-- begin Working data --

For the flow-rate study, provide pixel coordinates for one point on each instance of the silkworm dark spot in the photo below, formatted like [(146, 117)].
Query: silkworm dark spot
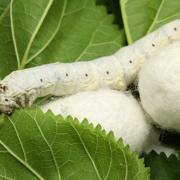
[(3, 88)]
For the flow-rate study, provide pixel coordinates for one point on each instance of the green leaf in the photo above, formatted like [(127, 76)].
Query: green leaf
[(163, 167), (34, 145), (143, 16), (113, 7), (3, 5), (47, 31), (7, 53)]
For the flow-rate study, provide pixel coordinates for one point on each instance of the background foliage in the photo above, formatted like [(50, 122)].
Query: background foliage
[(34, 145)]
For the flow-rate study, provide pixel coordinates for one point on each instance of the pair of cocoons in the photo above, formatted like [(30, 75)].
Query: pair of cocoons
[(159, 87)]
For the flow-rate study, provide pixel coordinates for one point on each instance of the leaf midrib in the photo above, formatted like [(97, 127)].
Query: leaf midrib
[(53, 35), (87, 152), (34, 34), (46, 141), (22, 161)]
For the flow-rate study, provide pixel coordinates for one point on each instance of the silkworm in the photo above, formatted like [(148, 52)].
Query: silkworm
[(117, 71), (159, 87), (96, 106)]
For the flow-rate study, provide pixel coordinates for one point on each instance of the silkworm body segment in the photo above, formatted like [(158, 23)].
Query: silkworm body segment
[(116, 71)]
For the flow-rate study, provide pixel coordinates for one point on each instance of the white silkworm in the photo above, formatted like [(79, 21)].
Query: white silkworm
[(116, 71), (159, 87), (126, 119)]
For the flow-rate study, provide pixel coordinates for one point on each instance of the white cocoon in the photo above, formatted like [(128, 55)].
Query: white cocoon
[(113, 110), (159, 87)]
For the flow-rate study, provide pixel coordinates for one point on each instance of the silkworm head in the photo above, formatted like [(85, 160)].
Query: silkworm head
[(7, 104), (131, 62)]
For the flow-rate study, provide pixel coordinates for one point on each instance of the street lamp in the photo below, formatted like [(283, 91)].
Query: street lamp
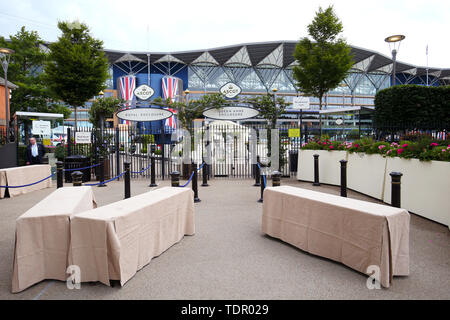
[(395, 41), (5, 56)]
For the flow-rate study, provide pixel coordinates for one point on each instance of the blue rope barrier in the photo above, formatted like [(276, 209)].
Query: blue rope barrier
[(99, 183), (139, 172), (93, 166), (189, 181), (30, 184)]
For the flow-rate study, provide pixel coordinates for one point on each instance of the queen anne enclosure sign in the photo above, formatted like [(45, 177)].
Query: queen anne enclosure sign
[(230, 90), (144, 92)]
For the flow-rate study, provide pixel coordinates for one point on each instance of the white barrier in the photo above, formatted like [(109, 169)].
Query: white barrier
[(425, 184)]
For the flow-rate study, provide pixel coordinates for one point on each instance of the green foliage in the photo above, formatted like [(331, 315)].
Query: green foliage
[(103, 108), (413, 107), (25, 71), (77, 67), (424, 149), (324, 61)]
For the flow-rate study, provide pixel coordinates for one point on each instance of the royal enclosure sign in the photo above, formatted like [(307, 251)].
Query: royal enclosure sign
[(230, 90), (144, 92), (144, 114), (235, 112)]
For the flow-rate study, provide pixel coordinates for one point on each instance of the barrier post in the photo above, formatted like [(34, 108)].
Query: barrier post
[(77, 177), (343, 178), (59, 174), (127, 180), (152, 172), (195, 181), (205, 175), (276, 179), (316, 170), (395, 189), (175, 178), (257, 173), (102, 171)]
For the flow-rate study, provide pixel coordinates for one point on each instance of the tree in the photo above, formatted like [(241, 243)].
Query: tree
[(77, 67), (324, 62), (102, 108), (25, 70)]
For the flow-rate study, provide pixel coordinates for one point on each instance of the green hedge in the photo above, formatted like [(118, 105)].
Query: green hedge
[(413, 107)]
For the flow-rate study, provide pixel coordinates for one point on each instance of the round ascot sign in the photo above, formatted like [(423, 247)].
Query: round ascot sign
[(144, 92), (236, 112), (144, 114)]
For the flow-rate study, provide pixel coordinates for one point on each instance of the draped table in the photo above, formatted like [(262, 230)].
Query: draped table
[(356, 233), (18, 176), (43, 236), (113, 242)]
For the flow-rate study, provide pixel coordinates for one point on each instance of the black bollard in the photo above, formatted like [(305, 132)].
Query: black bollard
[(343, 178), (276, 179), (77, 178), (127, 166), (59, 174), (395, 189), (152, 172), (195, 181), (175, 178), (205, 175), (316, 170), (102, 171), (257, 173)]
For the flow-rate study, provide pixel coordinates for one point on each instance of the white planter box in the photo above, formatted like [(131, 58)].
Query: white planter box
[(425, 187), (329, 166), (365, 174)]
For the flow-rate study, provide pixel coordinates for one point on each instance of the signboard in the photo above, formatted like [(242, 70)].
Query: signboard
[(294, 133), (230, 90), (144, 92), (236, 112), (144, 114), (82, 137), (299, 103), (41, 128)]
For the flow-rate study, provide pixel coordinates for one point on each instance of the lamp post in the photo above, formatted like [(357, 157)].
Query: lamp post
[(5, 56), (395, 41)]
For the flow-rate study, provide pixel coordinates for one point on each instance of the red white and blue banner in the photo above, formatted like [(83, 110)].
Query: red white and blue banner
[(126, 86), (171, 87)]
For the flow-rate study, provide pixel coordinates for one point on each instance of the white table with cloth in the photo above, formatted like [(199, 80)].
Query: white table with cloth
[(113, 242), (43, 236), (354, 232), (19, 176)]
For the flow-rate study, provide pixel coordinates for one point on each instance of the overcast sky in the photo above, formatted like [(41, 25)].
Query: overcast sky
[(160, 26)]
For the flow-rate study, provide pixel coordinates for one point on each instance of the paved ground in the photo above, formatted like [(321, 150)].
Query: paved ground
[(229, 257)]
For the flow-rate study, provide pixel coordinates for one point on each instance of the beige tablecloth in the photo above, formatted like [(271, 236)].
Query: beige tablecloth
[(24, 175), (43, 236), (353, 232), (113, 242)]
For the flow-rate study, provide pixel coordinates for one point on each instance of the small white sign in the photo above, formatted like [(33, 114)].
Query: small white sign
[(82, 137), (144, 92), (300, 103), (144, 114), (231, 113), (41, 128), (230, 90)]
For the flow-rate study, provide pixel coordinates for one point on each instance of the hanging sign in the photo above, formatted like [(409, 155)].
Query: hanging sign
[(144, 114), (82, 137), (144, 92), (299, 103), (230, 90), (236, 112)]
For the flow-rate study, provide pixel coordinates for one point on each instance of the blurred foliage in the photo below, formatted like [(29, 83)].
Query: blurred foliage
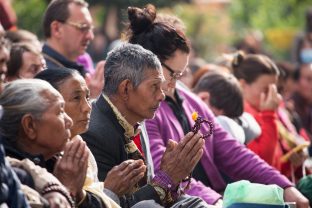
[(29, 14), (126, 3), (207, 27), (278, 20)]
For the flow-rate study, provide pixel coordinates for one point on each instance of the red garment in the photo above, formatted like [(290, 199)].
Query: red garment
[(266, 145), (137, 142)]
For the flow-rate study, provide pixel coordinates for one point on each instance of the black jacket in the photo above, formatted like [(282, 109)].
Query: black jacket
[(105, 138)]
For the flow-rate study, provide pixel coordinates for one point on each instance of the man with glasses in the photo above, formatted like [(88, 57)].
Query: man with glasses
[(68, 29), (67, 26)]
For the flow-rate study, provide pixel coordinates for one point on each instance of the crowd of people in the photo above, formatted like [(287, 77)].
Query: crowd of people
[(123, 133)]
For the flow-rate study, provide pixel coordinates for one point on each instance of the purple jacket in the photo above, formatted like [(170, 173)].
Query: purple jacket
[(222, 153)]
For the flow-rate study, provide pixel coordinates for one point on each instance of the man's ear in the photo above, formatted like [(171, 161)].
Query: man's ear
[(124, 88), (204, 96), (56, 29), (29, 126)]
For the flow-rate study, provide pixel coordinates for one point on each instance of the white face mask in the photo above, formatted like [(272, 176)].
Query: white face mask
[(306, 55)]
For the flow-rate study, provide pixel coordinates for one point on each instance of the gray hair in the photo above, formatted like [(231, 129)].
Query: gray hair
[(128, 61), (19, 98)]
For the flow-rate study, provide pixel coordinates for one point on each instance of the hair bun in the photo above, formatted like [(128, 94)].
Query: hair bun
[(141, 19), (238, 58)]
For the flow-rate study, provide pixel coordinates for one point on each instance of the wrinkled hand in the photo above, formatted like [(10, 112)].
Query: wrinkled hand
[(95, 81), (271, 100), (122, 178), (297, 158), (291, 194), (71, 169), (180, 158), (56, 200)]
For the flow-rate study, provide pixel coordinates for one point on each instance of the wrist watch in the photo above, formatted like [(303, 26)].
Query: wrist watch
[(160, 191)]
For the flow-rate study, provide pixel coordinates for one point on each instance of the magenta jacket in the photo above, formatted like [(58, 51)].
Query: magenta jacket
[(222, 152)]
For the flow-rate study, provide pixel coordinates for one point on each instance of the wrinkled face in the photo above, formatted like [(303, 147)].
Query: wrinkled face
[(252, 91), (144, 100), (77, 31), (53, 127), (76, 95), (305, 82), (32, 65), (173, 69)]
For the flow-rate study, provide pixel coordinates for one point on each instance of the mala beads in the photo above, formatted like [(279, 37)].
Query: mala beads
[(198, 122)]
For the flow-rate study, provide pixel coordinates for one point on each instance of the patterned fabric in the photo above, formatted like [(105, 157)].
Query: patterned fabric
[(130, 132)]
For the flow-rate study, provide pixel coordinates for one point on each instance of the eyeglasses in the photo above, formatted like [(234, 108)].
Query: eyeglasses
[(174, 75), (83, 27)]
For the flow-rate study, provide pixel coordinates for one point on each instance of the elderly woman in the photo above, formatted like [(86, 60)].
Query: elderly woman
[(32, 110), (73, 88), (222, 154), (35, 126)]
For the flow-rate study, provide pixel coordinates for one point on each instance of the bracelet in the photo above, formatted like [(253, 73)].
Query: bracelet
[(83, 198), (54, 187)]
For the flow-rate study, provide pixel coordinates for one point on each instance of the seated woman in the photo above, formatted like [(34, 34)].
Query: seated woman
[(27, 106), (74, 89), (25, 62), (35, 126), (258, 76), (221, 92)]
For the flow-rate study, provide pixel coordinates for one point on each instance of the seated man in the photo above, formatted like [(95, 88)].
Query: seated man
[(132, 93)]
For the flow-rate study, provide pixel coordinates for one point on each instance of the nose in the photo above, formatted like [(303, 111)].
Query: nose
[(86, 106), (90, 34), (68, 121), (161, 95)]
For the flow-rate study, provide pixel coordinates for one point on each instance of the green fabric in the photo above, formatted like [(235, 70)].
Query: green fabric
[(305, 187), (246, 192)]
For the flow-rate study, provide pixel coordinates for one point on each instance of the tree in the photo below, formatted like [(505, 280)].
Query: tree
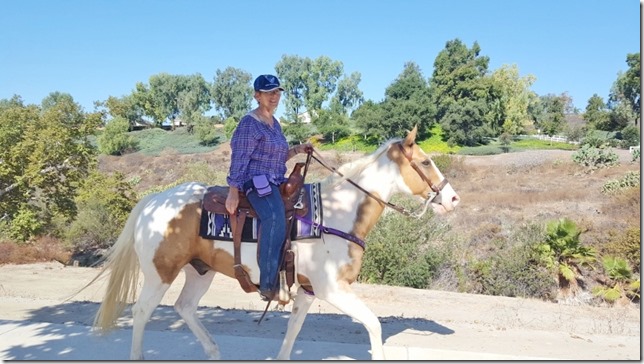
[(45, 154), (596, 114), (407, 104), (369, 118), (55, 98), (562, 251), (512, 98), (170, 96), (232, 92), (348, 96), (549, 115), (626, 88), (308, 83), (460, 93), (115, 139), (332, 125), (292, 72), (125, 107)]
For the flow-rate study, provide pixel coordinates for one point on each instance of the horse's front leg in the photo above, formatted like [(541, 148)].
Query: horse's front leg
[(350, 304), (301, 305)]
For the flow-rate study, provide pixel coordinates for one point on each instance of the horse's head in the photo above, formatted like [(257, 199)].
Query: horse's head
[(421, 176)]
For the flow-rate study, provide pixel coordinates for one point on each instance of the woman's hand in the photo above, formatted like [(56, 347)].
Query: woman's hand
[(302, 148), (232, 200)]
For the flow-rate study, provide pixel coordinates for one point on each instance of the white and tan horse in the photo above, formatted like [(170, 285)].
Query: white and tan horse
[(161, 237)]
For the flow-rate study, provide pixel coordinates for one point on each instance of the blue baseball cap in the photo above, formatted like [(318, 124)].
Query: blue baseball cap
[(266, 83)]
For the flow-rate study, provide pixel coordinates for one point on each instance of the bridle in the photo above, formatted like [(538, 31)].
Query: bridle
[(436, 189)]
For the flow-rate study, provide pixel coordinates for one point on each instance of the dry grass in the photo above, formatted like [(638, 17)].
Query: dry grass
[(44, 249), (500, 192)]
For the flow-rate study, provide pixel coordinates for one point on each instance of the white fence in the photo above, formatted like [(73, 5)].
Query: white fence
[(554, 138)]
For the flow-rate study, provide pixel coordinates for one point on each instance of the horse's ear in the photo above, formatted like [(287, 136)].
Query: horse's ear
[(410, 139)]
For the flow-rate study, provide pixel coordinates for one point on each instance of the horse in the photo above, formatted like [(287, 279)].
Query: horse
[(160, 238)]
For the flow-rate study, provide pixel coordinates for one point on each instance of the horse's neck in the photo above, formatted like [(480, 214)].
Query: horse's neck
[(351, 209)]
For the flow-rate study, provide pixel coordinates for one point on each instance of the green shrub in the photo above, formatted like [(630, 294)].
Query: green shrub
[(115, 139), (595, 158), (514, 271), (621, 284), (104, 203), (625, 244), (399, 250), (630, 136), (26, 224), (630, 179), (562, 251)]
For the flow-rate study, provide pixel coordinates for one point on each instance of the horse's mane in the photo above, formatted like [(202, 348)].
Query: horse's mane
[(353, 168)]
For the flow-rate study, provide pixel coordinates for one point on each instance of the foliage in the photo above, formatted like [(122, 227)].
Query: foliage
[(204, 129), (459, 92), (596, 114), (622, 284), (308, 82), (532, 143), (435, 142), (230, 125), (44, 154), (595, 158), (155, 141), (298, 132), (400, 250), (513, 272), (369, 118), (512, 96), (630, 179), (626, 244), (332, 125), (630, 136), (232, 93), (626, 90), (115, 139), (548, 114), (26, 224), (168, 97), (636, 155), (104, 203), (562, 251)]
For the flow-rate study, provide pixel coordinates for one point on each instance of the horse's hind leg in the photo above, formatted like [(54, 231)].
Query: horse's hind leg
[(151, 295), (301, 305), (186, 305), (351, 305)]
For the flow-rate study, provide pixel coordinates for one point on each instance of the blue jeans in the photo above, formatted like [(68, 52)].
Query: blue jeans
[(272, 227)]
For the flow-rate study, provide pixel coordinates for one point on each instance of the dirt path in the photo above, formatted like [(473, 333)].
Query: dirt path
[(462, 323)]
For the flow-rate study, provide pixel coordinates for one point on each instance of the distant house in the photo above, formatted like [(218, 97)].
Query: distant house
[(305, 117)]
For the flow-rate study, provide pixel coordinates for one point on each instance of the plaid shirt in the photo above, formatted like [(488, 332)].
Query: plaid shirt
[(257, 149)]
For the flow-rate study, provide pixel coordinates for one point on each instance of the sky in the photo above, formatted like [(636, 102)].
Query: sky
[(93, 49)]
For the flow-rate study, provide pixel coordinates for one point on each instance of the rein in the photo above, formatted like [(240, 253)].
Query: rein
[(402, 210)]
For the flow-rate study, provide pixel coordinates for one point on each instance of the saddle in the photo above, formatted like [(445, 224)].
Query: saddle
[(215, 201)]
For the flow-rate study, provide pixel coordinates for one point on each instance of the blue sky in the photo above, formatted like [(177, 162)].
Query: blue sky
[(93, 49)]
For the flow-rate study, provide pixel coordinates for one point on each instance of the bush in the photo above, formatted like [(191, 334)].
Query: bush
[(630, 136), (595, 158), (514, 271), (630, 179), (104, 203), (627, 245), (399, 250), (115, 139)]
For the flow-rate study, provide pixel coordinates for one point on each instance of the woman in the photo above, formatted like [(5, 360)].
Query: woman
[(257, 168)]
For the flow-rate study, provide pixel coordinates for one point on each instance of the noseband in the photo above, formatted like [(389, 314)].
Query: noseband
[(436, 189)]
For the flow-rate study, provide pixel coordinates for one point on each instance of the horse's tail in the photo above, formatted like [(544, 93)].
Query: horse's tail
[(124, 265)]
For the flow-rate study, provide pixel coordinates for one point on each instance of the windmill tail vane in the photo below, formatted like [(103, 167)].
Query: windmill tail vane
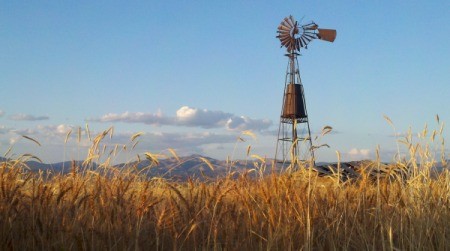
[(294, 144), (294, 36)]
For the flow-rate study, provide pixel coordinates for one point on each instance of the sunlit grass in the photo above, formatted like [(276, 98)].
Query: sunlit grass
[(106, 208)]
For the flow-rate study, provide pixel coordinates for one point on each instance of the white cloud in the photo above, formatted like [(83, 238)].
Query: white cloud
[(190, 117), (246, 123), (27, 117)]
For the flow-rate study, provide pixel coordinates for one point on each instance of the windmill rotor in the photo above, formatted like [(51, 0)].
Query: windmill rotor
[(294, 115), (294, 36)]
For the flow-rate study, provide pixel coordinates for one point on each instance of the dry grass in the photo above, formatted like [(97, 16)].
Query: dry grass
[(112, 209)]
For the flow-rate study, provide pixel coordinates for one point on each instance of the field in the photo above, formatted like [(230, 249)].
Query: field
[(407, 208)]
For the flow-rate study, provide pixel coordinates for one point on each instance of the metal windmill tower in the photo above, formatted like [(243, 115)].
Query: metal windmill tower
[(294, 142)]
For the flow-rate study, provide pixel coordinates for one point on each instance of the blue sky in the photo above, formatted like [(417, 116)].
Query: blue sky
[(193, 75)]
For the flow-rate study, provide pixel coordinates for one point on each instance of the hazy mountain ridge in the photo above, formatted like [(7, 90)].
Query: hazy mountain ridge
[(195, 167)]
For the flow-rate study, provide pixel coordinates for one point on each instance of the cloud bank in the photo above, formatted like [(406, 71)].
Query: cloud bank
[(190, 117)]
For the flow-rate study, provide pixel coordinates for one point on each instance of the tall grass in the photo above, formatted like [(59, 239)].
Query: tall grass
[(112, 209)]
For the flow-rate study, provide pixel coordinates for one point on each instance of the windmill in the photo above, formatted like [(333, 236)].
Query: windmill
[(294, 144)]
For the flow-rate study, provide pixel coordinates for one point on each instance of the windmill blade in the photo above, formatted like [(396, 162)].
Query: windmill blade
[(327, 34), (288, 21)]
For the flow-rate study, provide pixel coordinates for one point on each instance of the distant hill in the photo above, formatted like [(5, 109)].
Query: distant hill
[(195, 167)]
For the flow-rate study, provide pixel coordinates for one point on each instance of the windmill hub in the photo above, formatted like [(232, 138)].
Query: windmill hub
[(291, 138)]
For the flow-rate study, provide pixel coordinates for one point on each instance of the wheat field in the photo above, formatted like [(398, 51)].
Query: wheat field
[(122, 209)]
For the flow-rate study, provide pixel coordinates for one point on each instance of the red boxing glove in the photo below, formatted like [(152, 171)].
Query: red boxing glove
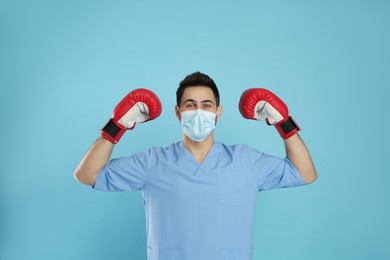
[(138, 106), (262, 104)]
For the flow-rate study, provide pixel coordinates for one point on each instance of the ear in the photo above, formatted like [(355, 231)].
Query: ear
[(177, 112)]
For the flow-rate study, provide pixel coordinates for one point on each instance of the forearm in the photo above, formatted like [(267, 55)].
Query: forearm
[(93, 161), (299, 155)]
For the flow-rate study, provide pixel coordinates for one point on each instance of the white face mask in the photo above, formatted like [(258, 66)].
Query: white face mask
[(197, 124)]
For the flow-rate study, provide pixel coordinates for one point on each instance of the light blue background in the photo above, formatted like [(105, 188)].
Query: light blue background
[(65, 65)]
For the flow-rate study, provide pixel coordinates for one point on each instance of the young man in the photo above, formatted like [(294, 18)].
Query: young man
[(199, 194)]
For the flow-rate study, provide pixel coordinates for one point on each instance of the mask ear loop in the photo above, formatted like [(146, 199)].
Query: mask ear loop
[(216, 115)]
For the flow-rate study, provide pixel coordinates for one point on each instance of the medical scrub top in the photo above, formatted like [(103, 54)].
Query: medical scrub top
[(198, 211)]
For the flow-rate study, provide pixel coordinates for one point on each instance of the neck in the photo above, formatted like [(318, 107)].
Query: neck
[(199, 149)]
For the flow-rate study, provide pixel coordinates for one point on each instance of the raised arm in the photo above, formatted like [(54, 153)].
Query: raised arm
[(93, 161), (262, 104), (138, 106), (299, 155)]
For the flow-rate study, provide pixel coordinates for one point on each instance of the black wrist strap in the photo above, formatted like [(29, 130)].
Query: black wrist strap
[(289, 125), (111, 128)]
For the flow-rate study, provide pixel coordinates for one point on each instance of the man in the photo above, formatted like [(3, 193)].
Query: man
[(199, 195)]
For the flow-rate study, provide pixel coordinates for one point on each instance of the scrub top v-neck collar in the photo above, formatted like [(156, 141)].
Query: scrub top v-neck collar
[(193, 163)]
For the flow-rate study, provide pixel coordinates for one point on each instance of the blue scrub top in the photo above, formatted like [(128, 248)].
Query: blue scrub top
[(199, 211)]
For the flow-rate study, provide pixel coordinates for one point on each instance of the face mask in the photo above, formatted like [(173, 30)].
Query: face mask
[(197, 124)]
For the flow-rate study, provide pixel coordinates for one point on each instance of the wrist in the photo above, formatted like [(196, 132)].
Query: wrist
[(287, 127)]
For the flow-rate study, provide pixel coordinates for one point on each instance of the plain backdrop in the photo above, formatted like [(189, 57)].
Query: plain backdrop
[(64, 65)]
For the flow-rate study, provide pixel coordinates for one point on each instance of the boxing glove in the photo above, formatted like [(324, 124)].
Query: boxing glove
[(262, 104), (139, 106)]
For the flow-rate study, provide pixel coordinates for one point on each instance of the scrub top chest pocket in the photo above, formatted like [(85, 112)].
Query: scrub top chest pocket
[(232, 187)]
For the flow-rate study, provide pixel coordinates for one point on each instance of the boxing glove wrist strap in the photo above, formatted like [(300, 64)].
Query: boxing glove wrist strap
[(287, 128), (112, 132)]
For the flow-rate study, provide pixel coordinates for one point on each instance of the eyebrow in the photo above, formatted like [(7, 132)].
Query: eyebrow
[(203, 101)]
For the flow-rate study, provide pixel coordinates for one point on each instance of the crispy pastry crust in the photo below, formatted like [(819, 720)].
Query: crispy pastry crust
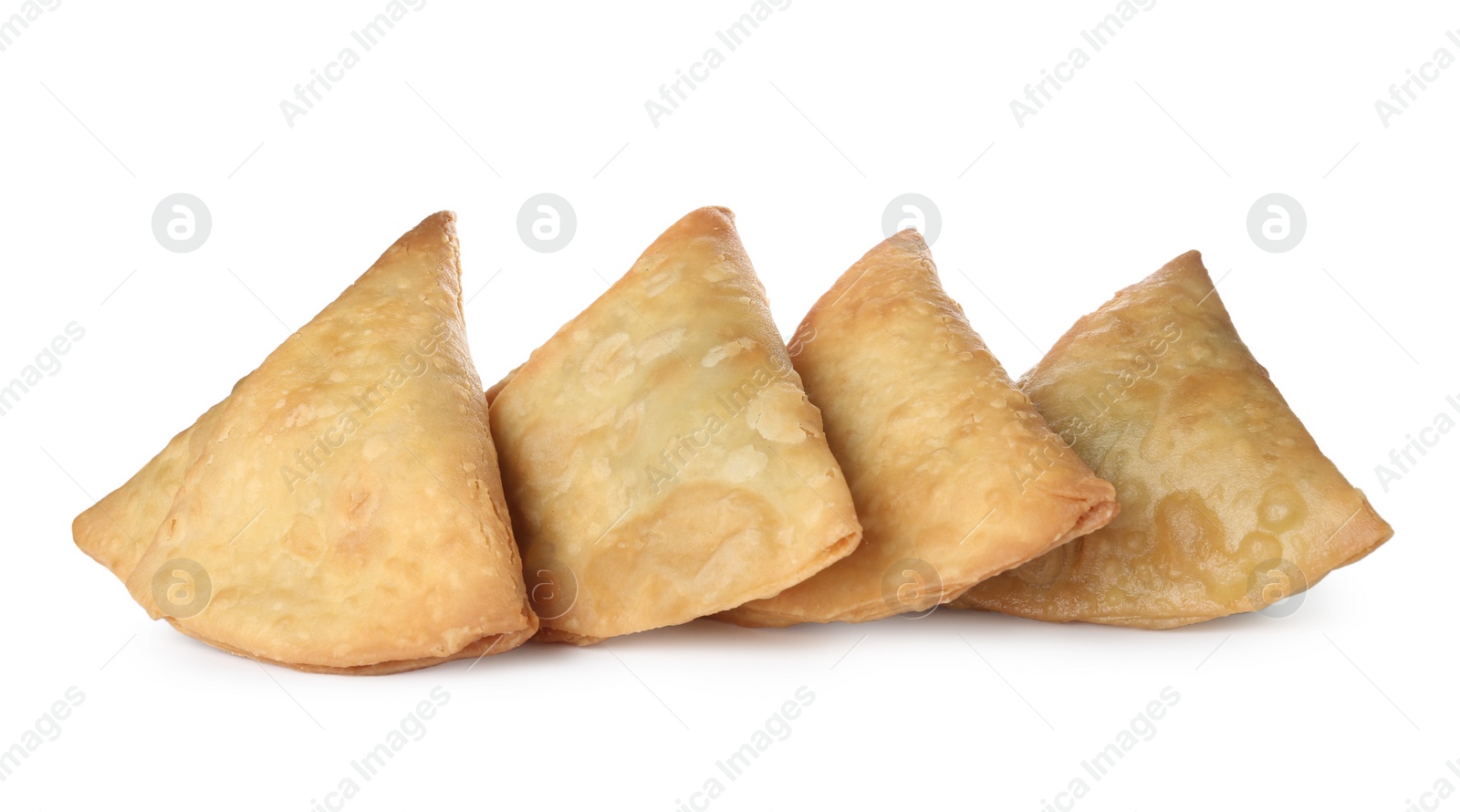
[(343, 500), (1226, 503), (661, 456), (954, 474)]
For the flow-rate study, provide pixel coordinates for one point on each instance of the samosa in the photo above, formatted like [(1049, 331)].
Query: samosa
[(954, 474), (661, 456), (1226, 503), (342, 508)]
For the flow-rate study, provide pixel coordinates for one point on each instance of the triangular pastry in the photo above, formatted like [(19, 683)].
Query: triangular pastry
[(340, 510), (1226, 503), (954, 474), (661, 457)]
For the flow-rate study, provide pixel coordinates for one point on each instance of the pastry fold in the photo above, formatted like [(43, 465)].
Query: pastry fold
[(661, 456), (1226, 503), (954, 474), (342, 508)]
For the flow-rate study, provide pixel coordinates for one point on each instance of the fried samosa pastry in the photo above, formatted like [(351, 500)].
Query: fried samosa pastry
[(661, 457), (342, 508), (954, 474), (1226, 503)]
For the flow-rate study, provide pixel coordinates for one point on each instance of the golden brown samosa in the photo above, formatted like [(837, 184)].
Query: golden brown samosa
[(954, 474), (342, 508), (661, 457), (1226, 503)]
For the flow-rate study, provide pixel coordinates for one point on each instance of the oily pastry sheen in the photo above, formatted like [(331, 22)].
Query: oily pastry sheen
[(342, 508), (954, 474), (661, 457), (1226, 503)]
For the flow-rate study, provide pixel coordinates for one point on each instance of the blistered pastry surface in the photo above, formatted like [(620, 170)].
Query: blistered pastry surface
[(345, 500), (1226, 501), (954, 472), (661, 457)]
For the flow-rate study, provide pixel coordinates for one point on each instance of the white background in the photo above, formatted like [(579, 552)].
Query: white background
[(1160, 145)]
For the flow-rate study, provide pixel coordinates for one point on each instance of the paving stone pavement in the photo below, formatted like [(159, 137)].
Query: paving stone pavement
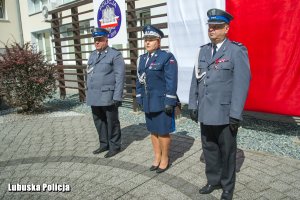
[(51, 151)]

-- end Working data --

* [Exercise goal]: Please arrange the items starting with the line that contains "like [(156, 141)]." and going on through the line that contains "[(193, 163)]" as a two-column CSV with the headers "text" and "answer", one row per item. Put each field in quotation marks and turn any line breaks into spaces.

* [Solution to the exercise]:
text,answer
"For the flow-rate study, provide pixel coordinates for one point on each instance of the scrub top v-neck collar in the photo above, formatted like [(156, 141)]. Query: scrub top v-neck collar","[(193, 163)]"